### Do this
Pick out each line in the records below that contains the word "shutter" and copy it. Uppercase and lowercase count as different.

── Items ──

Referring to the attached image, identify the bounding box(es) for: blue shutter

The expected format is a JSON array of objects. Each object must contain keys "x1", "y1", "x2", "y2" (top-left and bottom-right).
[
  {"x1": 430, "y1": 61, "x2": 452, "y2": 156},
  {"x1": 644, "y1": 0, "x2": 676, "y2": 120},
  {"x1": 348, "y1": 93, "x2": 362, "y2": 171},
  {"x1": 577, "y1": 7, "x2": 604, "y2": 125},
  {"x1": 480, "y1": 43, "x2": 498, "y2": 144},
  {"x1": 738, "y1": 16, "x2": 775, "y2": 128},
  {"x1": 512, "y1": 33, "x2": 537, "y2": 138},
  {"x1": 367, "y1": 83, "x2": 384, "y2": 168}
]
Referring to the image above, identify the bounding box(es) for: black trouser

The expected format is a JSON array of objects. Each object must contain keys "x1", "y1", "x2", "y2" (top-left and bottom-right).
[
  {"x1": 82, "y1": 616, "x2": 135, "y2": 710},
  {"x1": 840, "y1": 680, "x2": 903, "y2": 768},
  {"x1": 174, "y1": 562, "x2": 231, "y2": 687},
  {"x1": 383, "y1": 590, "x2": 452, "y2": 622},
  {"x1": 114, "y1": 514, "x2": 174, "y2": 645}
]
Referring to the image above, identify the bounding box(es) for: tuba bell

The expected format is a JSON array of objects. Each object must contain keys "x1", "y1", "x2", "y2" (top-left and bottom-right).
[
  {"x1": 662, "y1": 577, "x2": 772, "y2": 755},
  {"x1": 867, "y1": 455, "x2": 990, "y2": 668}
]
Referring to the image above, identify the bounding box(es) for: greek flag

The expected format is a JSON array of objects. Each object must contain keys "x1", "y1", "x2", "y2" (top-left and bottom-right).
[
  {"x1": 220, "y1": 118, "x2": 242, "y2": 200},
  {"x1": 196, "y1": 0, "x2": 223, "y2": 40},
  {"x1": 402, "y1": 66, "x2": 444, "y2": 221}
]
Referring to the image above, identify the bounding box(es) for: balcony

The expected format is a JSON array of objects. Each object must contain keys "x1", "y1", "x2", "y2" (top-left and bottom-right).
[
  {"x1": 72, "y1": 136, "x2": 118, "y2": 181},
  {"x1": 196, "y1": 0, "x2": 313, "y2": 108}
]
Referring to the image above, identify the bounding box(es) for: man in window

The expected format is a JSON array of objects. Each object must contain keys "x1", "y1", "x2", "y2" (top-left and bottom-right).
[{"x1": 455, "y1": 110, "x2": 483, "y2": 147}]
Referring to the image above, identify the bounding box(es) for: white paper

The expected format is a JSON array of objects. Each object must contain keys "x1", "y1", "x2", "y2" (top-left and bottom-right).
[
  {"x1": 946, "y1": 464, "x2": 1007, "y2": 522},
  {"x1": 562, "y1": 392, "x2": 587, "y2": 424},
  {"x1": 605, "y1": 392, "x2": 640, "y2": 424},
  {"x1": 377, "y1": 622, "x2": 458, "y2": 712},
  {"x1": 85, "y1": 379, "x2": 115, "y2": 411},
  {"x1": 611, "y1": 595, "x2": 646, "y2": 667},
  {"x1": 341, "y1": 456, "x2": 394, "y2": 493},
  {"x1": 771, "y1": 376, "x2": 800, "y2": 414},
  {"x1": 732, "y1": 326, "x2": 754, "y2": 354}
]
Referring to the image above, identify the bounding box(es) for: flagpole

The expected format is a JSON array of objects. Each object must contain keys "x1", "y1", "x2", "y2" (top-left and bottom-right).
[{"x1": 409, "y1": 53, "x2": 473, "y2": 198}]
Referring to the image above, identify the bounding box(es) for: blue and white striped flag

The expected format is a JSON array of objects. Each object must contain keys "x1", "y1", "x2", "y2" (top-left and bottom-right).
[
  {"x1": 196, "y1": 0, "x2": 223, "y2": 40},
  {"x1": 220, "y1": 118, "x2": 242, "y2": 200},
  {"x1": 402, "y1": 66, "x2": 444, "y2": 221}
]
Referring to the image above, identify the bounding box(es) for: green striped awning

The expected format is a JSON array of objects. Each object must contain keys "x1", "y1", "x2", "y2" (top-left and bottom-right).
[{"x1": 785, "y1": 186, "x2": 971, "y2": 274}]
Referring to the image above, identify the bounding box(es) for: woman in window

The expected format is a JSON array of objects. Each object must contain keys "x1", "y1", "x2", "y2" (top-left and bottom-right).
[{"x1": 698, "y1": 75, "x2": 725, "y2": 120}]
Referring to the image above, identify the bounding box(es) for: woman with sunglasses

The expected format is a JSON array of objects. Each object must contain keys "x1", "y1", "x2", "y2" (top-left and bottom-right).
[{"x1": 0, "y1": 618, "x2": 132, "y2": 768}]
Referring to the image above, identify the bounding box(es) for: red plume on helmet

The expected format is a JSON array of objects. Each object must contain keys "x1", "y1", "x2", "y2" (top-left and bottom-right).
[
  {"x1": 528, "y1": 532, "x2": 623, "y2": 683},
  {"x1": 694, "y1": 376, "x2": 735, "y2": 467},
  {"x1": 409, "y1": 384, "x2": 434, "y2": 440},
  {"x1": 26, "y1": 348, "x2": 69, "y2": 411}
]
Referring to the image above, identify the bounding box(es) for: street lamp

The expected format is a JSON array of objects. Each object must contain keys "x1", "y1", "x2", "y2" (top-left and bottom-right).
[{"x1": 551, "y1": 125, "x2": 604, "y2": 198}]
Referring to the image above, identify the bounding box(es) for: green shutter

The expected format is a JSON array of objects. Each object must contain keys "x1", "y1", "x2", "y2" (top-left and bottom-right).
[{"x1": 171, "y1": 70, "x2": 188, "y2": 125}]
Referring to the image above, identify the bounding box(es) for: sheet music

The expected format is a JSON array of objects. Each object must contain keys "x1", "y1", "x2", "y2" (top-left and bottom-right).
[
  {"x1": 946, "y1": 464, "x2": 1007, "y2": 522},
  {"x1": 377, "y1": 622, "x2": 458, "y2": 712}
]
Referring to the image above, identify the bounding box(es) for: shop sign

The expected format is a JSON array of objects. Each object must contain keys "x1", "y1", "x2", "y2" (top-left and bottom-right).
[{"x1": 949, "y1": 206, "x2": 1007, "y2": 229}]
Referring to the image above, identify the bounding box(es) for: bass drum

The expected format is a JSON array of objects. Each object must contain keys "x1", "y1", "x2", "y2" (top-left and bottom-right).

───

### Task response
Referring to the attached image, identify the bounding box(es) for: blue shutter
Referring to the image above, identify the bounding box(es) for: green shutter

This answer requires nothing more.